Assignment
Could you transcribe every record below exactly, leaving out any pictures?

Available data
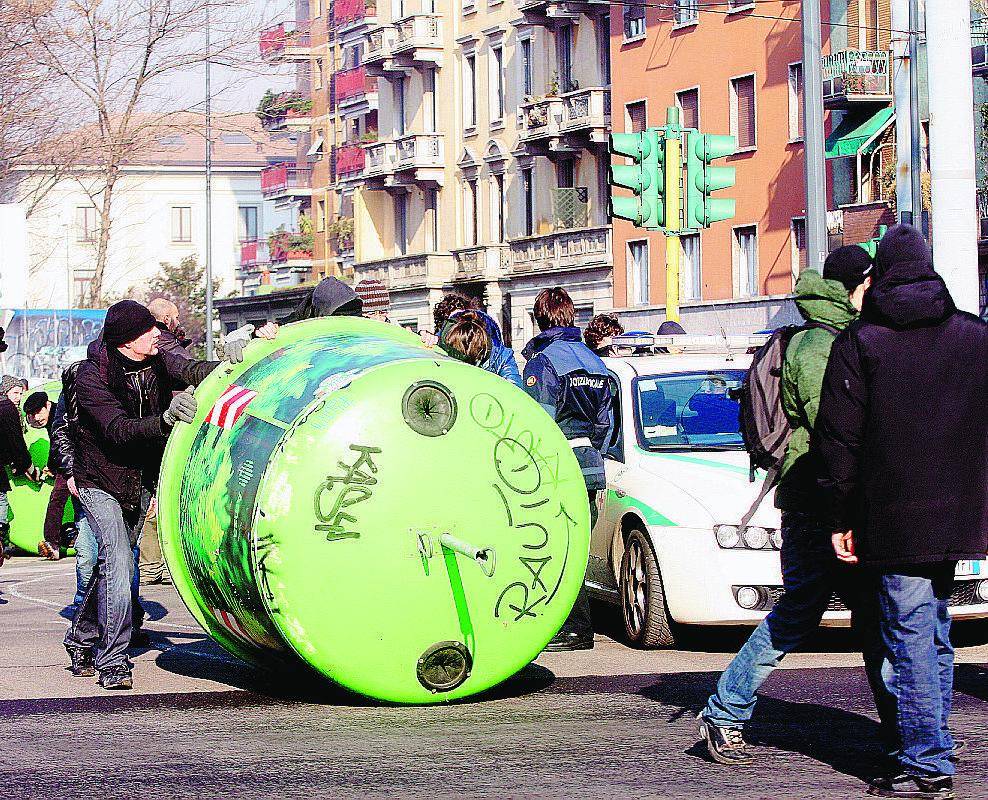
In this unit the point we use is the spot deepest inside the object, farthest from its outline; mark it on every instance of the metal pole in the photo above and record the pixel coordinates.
(813, 141)
(674, 172)
(209, 200)
(954, 216)
(915, 144)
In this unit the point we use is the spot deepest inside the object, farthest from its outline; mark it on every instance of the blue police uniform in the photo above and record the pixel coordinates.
(572, 384)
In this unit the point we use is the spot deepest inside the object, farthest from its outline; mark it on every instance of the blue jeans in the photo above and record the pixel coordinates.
(811, 573)
(104, 620)
(919, 670)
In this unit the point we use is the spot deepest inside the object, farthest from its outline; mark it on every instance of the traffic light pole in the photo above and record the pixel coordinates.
(674, 169)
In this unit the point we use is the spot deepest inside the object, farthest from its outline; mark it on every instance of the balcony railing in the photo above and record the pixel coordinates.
(564, 250)
(350, 161)
(856, 76)
(586, 110)
(408, 272)
(277, 43)
(283, 178)
(541, 118)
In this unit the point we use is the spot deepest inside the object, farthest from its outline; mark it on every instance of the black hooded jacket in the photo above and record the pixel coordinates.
(120, 434)
(903, 420)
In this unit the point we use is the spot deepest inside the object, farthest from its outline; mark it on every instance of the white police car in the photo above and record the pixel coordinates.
(667, 546)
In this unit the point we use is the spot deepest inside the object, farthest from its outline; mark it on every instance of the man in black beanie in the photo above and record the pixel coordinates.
(124, 391)
(903, 435)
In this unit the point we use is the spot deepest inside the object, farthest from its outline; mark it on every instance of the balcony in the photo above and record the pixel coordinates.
(585, 248)
(587, 112)
(428, 270)
(286, 180)
(279, 45)
(350, 160)
(355, 92)
(482, 262)
(354, 18)
(550, 12)
(853, 77)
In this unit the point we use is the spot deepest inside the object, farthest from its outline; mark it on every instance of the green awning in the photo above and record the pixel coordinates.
(854, 131)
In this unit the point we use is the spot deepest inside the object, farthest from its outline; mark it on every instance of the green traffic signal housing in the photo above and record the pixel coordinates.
(702, 178)
(645, 178)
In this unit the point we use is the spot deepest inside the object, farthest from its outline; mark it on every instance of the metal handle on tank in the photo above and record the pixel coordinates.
(484, 556)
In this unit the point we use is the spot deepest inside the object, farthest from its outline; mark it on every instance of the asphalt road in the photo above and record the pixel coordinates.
(612, 722)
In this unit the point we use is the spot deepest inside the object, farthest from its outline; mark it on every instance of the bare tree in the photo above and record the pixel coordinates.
(126, 62)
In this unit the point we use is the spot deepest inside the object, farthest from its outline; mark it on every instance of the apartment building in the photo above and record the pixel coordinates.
(457, 144)
(736, 275)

Answer to the problem
In this unit the point we use is the spot deepest inside the object, farthest from its outline; mark it on every instance of the metal pole in the photo above and record the pixel coordinates.
(813, 141)
(674, 172)
(209, 200)
(954, 216)
(915, 144)
In this unit the point we use is the spot deepest inside the object, farthest from its outline; mark it on every instance of the blue police uniform in the photo above and record the pixel coordinates.
(572, 384)
In this unit the point we use is the spot deepest inside the object, farthest from its outline; mark it on every instance of the blue jeans in the photo above and record the pixel coordinates.
(811, 573)
(104, 620)
(919, 670)
In this unit the point we use is the spot deepest inside the object, farthest from its outline; mark it on every instance of the traffic light pole in the photo above and record the pixel coordinates.
(674, 169)
In this unit the point we use is the spot deepest inside the object, farthest from its outline; mark it on every instance of the balcony railing in the photo above and record the pixel coordinates.
(564, 250)
(350, 161)
(856, 76)
(586, 110)
(408, 272)
(277, 43)
(283, 178)
(541, 118)
In this unit the point we use is the spot deepest inside the object, farthest from its outline; mark it on every instance of the black hooded jacket in the photo above and record the pixel coordinates.
(120, 434)
(903, 420)
In this unit the point we use is the spot deepest inside the object, farthest from its outline; mark it on every instance of the white police car in the photo above and record the pixel coordinates.
(667, 546)
In this unit the point we use is the spot deepest inside the object, farthest from its outline; mark it on every instance of the man in black beanie in the photo above and record the pixel coordinates.
(124, 391)
(903, 435)
In this unit the point we use is the spot deepest inside the object, farthest from its outline; mark it on every instance of the balcony in the photo above and record the pixel coordinates.
(585, 248)
(587, 112)
(428, 270)
(286, 180)
(279, 45)
(350, 160)
(355, 92)
(482, 262)
(354, 18)
(550, 12)
(853, 77)
In this unit the point we use is the spot deepest inside the object, farthest from its outline; mark it on every instance of the green awning in the photo above and record the pixel coordinates.
(854, 131)
In this unit the point we use is the spot deepest inside the object, farthest from its outline; mark it on every instance of the green traffic signal housing in the photo above and record the pixel coordinates.
(702, 178)
(645, 178)
In this unit the point we use is the spot deepest inside the object, farthest from its outline; mark it on every instance of the metal handle on tank in the photo above and record the pixel coordinates.
(484, 556)
In this unit the point we use is the spot deepest inside the object, farthest from its outline; mark it on every instance of the asphalt road in the photo above and record the pixel coordinates.
(612, 722)
In this unit the point we use is the spot deepest inside the object, farthest from its outline; mark it on every instance of the bare tree in the photo above and record the pixel coordinates.
(126, 62)
In this unit the point we use is the spot deepest inside the object, farthest from its outline; mark it on every instance of the apartment building in the photo above and record the pixel coordinates.
(457, 144)
(736, 275)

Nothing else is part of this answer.